======== Artículo

Viena es uno de estos lugares en los cuales recupero lo sabido y lo familiar, el encanto de las cosas que, como en la amistad y en el amor, con el tiempo se convierten en algo cada vez más nuevo. Esta familiaridad de Viena reside tal vez en su naturaleza de encrucijada, lugar de partidas y de regresos, de personas famosas y oscuras, que la historia recoge para dispersar, después, en la errabunda provisionalidad que es nuestro destino.
El Danubio, Claudio Magris
Llegué a Viena un lunes de otoño, la tarde languidecía al tiempo que una lluvia terca y fina cubría sus calles adoquinadas.
El martes amaneció gris; pero yo me sentía luminosa, emocionada, callejeando por espacios donde tiempo atrás habían paseado Stefan Zweig y Joseph Roth. Era la intención de mi viaje. Habitar durante unos días esa urbe. Pasear bajo el cielo de mis escritores, mis maestros, autores de cabecera que me fascinan, me asombran y me enternecen por igual. Compañeros de viaje, compañeros de Ítacas.

================
======== Datos extraídos

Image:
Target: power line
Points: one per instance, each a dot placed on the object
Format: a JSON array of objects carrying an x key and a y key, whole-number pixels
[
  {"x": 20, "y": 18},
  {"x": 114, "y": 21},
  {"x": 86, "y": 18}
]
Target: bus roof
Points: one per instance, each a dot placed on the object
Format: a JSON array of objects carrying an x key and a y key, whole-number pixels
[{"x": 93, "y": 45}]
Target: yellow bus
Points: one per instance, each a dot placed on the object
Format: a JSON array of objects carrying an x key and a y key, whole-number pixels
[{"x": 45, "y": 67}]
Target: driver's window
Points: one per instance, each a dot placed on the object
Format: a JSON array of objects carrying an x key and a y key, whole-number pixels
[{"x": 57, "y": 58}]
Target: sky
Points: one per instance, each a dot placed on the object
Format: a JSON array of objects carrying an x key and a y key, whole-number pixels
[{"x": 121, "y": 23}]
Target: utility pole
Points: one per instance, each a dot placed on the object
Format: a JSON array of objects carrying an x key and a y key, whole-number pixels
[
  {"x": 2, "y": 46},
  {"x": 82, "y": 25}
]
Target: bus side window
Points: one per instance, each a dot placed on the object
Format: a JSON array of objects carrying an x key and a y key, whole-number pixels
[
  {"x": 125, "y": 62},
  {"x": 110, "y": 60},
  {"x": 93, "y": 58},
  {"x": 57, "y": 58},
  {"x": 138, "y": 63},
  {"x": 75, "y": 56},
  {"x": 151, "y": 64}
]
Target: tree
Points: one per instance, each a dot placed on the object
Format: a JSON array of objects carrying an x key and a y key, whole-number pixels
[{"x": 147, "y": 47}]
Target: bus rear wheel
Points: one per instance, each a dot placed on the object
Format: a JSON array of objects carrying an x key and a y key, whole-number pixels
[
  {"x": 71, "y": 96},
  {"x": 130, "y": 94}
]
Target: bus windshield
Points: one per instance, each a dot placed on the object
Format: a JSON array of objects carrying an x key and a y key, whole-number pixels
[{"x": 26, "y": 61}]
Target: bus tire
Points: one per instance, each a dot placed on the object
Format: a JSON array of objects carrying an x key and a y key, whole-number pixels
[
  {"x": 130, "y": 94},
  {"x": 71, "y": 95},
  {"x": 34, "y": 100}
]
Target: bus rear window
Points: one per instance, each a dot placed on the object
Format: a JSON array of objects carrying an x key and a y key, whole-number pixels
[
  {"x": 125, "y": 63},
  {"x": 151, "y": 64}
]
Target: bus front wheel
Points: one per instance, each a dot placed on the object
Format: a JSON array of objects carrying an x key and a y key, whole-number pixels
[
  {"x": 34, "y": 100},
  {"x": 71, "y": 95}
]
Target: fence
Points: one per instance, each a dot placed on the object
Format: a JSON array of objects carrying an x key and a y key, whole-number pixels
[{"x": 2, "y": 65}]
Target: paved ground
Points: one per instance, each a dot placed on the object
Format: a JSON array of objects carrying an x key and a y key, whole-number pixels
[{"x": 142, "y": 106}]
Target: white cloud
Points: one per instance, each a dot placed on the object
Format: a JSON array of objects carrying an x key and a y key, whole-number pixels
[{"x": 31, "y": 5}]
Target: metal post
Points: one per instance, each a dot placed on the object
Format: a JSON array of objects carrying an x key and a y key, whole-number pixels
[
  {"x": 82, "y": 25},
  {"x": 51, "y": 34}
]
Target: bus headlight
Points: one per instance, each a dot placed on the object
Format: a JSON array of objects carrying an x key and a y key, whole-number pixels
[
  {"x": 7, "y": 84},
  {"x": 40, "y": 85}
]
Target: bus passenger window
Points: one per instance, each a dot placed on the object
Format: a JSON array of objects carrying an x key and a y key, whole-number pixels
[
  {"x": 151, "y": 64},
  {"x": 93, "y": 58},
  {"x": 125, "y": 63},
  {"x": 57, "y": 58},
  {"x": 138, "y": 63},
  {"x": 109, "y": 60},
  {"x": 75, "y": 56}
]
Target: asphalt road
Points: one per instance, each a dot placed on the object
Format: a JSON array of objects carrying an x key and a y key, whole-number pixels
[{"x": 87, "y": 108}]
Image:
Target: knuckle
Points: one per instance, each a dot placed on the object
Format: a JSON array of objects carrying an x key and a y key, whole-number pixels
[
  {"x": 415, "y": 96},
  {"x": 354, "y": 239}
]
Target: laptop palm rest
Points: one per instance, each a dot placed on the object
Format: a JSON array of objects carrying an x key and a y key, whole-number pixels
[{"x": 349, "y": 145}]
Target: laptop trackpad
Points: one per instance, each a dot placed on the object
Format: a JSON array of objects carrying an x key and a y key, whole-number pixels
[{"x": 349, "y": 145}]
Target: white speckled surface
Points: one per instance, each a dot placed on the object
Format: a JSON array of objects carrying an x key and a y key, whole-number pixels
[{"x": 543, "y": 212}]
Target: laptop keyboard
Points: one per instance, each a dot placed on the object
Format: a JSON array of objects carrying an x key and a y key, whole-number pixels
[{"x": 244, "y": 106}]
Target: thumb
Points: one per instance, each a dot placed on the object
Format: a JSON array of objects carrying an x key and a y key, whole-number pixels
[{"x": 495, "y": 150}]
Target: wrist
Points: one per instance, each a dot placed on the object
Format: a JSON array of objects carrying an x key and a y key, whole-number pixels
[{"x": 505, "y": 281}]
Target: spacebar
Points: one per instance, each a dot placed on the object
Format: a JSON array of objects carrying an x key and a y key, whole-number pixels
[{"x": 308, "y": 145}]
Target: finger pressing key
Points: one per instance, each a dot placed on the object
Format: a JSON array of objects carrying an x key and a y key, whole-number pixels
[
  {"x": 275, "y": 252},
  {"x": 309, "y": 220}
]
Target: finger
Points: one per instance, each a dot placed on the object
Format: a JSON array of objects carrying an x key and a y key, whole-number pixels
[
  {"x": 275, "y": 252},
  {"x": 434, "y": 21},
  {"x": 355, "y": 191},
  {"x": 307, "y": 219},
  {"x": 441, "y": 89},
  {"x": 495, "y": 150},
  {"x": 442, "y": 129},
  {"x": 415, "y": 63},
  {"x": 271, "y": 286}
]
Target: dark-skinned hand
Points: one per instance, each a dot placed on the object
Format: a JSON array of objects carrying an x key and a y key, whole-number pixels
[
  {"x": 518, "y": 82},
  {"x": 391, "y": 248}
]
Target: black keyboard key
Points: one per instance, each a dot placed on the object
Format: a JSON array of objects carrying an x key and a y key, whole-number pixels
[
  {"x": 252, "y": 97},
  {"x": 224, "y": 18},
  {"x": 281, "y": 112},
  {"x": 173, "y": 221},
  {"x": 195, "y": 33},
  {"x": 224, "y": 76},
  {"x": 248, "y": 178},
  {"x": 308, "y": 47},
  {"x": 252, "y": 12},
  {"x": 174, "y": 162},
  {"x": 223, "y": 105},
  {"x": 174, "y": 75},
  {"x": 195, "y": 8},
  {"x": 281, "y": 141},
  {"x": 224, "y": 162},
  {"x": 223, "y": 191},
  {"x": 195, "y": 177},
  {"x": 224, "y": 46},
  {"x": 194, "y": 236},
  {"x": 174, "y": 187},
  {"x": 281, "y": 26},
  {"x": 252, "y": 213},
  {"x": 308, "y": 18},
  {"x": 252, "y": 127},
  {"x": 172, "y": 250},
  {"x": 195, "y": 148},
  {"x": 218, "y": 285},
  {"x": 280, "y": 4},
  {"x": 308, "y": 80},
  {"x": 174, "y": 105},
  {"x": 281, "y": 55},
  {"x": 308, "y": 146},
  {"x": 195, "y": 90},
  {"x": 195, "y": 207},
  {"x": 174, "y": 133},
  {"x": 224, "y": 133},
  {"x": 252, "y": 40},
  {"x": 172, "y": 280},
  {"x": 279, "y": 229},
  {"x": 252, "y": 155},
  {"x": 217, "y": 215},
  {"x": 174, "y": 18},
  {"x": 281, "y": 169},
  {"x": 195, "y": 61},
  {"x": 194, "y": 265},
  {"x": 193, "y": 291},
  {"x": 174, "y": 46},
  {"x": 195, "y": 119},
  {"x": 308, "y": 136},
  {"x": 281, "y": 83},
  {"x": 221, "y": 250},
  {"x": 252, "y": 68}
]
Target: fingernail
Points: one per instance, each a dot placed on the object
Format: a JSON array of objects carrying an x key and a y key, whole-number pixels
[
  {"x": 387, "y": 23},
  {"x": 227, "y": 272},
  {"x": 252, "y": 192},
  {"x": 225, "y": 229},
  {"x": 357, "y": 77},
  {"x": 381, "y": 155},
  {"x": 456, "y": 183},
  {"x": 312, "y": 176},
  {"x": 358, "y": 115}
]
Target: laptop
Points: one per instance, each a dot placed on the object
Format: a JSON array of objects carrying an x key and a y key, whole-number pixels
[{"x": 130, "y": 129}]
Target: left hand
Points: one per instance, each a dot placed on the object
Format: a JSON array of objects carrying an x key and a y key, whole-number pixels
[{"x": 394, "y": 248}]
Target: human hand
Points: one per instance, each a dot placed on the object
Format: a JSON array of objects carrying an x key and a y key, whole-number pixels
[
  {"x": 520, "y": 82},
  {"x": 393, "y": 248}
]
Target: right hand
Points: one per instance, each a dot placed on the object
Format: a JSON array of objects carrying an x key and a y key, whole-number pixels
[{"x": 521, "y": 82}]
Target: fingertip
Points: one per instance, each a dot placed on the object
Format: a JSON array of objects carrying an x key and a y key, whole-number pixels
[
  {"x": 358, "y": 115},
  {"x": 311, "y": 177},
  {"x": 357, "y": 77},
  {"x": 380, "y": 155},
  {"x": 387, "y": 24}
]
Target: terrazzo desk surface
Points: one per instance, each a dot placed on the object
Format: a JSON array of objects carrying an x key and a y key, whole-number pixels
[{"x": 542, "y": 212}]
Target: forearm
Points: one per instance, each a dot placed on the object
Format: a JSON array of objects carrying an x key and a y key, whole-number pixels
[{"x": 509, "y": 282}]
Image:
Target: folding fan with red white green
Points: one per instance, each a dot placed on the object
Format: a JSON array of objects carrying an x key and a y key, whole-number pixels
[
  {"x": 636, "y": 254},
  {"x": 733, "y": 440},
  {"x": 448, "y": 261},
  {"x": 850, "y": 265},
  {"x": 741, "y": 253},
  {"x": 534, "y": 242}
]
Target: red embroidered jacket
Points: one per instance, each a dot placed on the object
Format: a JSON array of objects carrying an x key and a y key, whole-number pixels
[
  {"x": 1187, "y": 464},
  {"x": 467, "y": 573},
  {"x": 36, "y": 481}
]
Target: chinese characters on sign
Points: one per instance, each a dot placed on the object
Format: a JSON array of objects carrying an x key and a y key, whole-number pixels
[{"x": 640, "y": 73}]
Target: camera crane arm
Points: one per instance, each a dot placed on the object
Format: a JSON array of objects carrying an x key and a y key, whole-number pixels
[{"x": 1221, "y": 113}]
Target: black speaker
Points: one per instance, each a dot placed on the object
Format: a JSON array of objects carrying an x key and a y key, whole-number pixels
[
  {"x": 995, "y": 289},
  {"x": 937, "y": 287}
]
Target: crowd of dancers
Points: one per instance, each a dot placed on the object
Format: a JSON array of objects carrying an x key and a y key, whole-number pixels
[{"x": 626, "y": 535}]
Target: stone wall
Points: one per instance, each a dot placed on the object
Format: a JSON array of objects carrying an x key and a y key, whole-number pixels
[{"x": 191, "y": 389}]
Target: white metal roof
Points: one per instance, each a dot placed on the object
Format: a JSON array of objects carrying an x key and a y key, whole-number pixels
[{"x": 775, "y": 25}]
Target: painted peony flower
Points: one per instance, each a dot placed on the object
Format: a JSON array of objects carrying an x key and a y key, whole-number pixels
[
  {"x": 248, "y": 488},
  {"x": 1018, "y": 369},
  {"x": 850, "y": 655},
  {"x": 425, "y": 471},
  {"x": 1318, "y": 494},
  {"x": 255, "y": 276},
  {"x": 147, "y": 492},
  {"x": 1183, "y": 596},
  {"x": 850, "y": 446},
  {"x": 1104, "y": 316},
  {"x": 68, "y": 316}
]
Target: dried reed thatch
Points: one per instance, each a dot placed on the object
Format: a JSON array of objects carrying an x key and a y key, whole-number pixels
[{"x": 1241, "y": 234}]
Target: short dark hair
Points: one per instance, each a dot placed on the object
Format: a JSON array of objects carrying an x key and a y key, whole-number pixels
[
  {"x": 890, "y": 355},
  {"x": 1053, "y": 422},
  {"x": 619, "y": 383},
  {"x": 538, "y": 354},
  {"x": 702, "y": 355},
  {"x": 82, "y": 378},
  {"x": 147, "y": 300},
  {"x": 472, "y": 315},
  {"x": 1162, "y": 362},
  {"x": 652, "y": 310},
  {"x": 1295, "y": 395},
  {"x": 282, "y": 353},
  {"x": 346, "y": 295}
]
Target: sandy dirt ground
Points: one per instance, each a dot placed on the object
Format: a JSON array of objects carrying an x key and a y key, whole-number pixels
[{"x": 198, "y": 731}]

================

→ Tareas del ejercicio:
1 – Resume en dos oraciones el texto sobre Viena.
2 – Escribe la parte que sigue del texto sobre Viena, a partir de su última oración.

→ Respuestas del ejercicio:
1 – El texto se abre con una cita de Claudio Magris que presenta Viena como un lugar familiar, una encrucijada de partidas y regresos. Quien narra llega a la ciudad un lunes lluvioso de otoño y al día siguiente recorre emocionada las calles por donde pasearon Stefan Zweig y Joseph Roth, autores que admira y bajo cuyo cielo quería pasar unos días.

2 –
Nunca comprendí por qué sentía cierta añoranza de aquel tiempo invisible. Quizás fuera curiosidad, no estoy segura. Lo cierto es que me atraía aquella época y esta ciudad racional, refinada, culta, despierta a nuevas ideas humanistas. Ideas y personas que se perdieron en el aire, igual que el humo de una chimenea.
Caminando por las calles de la vetusta ciudad, el sonido rítmico del trotar de los caballos me llevó a recordar las palabras de Roth sobre los adoquines, en contraste con el asfalto. Era un signo muy evidente y claro. Las piedras eran el regalo de la naturaleza a la ciudad… Viena jamás dejó de ser campo.
Soma Morgenstern, escritor y periodista, amigo íntimo de Joseph Roth, adoraba Viena, en ella encontró la «sociedad de sus amigos». Pertenezco a la desventurada generación que naufragó en el diluvio de la historia universal, del que sólo unos pocos salvaron su vida, pero no salieron, en ningún caso, indemnes.
La entonces capital del mundo siempre fue para Roth la amante poco solícita y bella que tanto buscó entre sus mujeres. La eterna conexión de la ciudad con la naturaleza.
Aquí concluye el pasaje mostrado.